[TASK] Your reply should reproduce each record precisely as written.

[RECORDS SUPPLIED]
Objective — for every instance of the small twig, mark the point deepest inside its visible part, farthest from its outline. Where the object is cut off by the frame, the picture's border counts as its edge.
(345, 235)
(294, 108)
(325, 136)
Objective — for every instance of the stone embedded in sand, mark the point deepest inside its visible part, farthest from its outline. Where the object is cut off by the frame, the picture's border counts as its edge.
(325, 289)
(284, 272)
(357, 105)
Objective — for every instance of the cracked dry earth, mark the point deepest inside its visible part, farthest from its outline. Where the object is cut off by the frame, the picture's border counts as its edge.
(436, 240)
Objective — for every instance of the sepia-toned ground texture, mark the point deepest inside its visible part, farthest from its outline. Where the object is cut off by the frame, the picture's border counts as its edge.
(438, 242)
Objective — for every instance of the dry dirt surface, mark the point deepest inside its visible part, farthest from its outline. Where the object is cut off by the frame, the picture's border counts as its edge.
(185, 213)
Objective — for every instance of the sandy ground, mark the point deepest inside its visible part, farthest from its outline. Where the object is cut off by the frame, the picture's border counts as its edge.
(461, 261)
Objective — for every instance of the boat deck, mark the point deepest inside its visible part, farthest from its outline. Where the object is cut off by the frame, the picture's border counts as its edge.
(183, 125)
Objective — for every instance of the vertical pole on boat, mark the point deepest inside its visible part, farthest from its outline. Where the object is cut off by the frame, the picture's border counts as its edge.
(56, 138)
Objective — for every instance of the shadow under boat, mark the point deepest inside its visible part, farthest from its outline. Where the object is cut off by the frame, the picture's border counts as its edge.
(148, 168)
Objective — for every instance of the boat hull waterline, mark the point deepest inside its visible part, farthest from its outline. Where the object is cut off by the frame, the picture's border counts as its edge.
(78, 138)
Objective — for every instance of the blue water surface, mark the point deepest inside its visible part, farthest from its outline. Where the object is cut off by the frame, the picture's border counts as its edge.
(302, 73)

[EXPECTED ANSWER]
Objective — for every instance of the small twig, mark the point deepest inside its visible part, farthest from its outline. Where the object is cut off by the frame, the picture's border counts as its edge.
(345, 235)
(294, 108)
(325, 136)
Objective — for every instance of the stone embedded in sand, mark the point deepest inside its visible part, farthest from its outline. Where the object is cut off by the frame, the picture's border counts as its edge.
(325, 289)
(284, 272)
(357, 105)
Objective — for every instance of the cracked dry earth, mark the point deepest inside its visible part, farthest from its outline. Where the object is cut off by the frame, the picture's border counts as its edge.
(436, 240)
Objective — for every instance of the sepia-toned ground texture, mark the point deepest inside its visible part, farthest from its outline. Where the object is cut off by the frame, the picture's border counts as its edge.
(438, 242)
Objective — for every instance of the dry dirt surface, mark the point deepest inside its visible part, farthest from its outline. Where the object is cut off by the frame, the picture's border counts as its edge.
(185, 213)
Objective — for every instance of the sandy ground, mark the point deepest inside its visible part, farthest from its outline. Where the object is cut off by the frame, the picture's border counts as its edge.
(461, 261)
Objective — for every instance of the boat deck, mark the point deepest inside its visible part, farthest from its outline. Where the object is cut off by the frame, the picture's border counts as its edge.
(183, 125)
Objective — for every instance of the vertical pole on boat, mark the point deepest inside its visible part, farthest from its outline. Where the object is cut off by the frame, the picture's border counts as its edge.
(56, 138)
Objective — for every instance of the shadow under boat, mark the point deepest inside its visible part, farthest from its outline. Where the object is cut off by the frame, the picture's border counts as its edge.
(148, 168)
Objective — for every instance of the boat hull waterline, mark the point deepest inside its visible part, farthest from its outline. Where the object is cut off by the frame, the picture's border counts as its edge.
(78, 138)
Objective — for every instance of the blue water surface, mark the point deepest inside its visible part, farthest from its outline. Where the object is cut off by the frame, the picture's border counts as its edge.
(302, 73)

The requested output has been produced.